#### [Atividades propostas]
(A) Reescreva em forma de lista o parágrafo do trecho sobre o MPS2IT-DTI que começa com "Publicado no periódico Pharmaceutics", mantendo suas informações principais.
(B) Dê continuidade ao trecho sobre o MPS2IT-DTI, escrevendo o que viria depois de sua última frase.

#### [Trecho do texto]
────────────────────────────────────────
Desenvolvimento de medicamentos é um processo demorado e caro. Nesse sentido, prever as ações de um fármaco já existente pode antecipar o tratamento de uma enfermidade e diminuir tais custos. Com apoio computacional do Núcleo de Processamento de Alto Desempenho (NPAD/UFRN), foi criada uma técnica de previsão de compatibilidade entre medicamento e alvo baseada em aprendizagem profunda, o MPS2IT-DTI, que se mostrou comparável a outras abordagens de ponta.
Publicado no periódico Pharmaceutics, da editora MDPI, o estudo foi orientado pelo professor Marcelo Fernandes, do Departamento de Engenharia de Computação e Automação (DCA/UFRN), ao lado da pesquisadora Raquel de Melo Barbosa, do Departamento de Tecnologia Farmacêutica da Universidade de Granada, na Espanha. O trabalho faz parte da pesquisa do doutorando Jackson de Souza, do Programa de Pós-Graduação em Engenharia Elétrica e da Computação (PPGEEC/UFRN).
────────────────────────────────────────
#### [Entradas do conjunto]
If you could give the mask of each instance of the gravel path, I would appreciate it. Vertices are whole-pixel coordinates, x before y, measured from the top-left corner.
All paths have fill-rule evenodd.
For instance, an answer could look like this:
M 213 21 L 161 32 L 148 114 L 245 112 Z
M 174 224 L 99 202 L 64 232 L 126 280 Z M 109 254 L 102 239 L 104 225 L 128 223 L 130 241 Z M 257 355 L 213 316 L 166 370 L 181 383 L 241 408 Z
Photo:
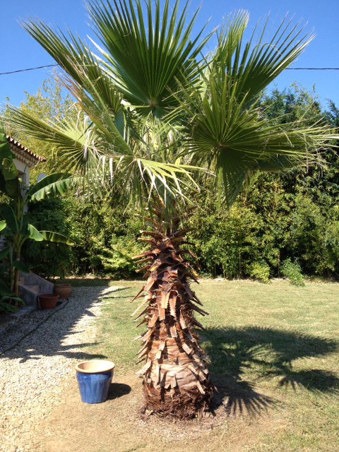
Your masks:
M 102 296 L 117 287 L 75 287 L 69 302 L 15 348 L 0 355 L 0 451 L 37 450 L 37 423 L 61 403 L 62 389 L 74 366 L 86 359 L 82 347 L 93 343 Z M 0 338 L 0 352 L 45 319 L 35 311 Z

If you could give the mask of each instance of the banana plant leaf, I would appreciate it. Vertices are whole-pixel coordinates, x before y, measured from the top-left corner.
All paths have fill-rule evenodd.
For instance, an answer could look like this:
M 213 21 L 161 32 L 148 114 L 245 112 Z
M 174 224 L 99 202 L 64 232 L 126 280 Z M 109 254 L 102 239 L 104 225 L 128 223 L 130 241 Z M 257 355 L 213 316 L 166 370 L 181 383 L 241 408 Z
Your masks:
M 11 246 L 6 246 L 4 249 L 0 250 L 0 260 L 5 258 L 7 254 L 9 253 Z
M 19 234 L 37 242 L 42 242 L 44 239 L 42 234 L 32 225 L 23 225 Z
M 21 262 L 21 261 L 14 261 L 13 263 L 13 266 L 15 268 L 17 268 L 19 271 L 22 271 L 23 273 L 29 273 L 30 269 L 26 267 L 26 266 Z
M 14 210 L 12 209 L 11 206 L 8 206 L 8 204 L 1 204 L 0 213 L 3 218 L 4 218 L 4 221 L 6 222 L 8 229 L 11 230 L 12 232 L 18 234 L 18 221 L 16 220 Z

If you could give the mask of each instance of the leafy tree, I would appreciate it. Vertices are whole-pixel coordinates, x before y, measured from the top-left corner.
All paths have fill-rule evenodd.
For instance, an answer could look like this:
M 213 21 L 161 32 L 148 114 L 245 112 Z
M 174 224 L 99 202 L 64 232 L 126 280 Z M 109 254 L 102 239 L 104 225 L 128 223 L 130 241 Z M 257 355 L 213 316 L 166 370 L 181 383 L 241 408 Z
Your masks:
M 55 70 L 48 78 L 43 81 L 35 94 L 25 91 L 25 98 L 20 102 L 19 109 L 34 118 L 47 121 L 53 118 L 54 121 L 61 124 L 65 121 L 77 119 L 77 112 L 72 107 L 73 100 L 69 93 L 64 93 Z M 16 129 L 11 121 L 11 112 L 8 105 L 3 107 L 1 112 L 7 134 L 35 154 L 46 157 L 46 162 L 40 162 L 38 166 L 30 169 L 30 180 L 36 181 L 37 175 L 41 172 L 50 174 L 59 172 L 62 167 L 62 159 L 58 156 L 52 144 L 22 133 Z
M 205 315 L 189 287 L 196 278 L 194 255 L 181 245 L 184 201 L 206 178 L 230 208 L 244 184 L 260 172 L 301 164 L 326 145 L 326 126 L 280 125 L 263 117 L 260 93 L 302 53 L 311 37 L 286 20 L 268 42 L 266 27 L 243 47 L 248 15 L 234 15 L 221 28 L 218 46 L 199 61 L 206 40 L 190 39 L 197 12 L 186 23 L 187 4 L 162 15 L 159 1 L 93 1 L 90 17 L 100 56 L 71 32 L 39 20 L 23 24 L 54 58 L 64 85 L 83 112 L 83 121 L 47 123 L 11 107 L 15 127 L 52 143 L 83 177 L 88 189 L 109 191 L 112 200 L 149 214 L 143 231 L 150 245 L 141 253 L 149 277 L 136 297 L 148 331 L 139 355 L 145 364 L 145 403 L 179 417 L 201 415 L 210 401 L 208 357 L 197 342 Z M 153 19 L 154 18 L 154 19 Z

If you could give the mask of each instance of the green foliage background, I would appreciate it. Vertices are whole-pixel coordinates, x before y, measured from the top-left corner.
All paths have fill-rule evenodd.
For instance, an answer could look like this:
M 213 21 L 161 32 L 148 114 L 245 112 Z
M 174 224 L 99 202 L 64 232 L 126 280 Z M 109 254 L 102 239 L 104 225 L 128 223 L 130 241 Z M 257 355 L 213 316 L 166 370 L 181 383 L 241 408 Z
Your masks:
────────────────────────────────────────
#### [Respostas esperadas]
(A)
- Publicação: periódico Pharmaceutics, da editora MDPI.
- Orientação: professor Marcelo Fernandes, do Departamento de Engenharia de Computação e Automação (DCA/UFRN), ao lado da pesquisadora Raquel de Melo Barbosa, do Departamento de Tecnologia Farmacêutica da Universidade de Granada, na Espanha.
- Vínculo: o trabalho faz parte da pesquisa do doutorando Jackson de Souza, do Programa de Pós-Graduação em Engenharia Elétrica e da Computação (PPGEEC/UFRN).

(B)
Durante a pandemia da covid-19, houve extensas pesquisas em busca de medicamentos capazes de combater o vírus SARS-CoV-2, redirecionar fármacos já existentes foi uma das primeiras alternativas de contenção. Essa nova técnica acelera os testes in silico, ou seja, a primeira etapa no desenvolvimento de novos medicamentos, só então são feitos os testes in vitro, realizada em laboratórios, e, por fim, os testes in vivo, feitos com animais e seres humanos como fase final, pelos quais se avalia a segurança e a eficácia da substância. Assim como um funil, a técnica delimita melhor quais fármacos têm potencial contra a doença em questão, diminuindo a quantidade de candidatos para verificação.
Nos últimos anos, técnicas de aprendizagem de máquina têm sido bastante utilizadas na indústria farmacêutica. A grande inovação desta pesquisa é a utilização da aprendizagem profunda (deep learning) e a exibição em imagens das moléculas que representam os medicamentos e seus alvos. Com esse método, a técnica precisa ser treinada com milhares de dados de imagens e, então, é capaz de entender e prever as relações entre a molécula e as sequências de aminoácidos de proteínas-alvo.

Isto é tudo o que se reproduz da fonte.